Start of Page text

- Born: July 24, 1896 New Orleans, Louisiana, US
- Died: May 20, 1990 (aged 93)
- Education: Yale University (PhD) University of Colorado (MS) Tulane University (BA)
- Occupations: Physician, dean, educator

= Marion Spencer Fay =

American physician and academic administrator (1896–1990)

Marion Spencer Fay (July 24, 1896 – May 20, 1990) was an American physician, dean, teacher, and advocate. She served as president and dean of the Woman's Medical College of Pennsylvania in Philadelphia from 1946 to 1963.

== Biography ==
Born in New Orleans in 1896, Fay earned a bachelor of arts degree from Newcomb College of Tulane University in 1915, a master's degree from the University of Colorado in 1922, and a PhD in physiological chemistry from Yale University. In 1925, she began teaching at the University of Texas. In 1935, she became a professor of physiological chemistry at the Woman’s Medical College of Pennsylvania. Fay served as acting dean in 1943 and succeeded Margaret Craighill as dean of the College in 1946.

End of Page text
Start of Entries shown

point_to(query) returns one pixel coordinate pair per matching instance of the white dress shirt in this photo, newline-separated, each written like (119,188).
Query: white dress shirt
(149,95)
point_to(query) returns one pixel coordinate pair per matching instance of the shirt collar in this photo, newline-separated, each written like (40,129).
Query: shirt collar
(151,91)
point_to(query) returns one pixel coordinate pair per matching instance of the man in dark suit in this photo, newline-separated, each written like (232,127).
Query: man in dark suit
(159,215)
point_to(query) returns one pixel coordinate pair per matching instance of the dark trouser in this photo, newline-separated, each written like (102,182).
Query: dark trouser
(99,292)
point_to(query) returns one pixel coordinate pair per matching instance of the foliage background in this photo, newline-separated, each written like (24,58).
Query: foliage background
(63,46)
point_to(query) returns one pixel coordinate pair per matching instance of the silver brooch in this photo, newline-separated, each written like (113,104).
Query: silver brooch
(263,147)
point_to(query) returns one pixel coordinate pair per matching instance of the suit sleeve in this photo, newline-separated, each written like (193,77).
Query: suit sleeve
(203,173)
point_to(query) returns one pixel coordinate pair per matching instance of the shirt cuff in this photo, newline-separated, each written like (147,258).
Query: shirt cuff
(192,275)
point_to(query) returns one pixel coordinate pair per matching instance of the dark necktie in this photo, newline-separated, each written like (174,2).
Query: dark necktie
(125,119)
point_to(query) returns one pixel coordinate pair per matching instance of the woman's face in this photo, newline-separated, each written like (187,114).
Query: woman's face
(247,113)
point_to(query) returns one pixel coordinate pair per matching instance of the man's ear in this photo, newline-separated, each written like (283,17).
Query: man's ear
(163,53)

End of Entries shown
Start of Entries shown

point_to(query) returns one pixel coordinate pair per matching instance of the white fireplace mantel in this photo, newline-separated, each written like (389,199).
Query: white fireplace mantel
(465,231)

End of Entries shown

#### [Required tasks]
- a) Output the passage from the Marion Spencer Fay page text exactly: begin at the words "- Born: July" and stop after the words "academic administrator (1896–1990)".
- b) Pick up the text on Marion Spencer Fay from the point where it stops, and continue it.

#### [Task-by-task outputs]
- a)
- Born: July 24, 1896 New Orleans, Louisiana, US
- Died: May 20, 1990 (aged 93)
- Education: Yale University (PhD) University of Colorado (MS) Tulane University (BA)
- Occupations: Physician, dean, educator

= Marion Spencer Fay =

American physician and academic administrator (1896–1990)

- b)
In 1959, Fay became president and dean of the College, the only woman in the United States to serve in this dual role at a medical school. She oversaw the teaching hospital, medical school, and nursing school, including more than one hundred faculty and staff. The college expanded significantly during her tenure. After retiring in 1963, she returned to serve as acting president in 1970.

Fay died on May 20, 1990, at the age of 93.

== Legacy ==
Drexel University issues the annual Marion Spencer Fay Award to a woman physician or scientist "who has made an exceptionally significant contribution to health care" and "who exhibits significant future potential." The National Board for Women in Medicine established the award in Fay's honor in 1963. Past honorees included Julie Overbaugh, Nina F. Schor, and Reshma Jagsi.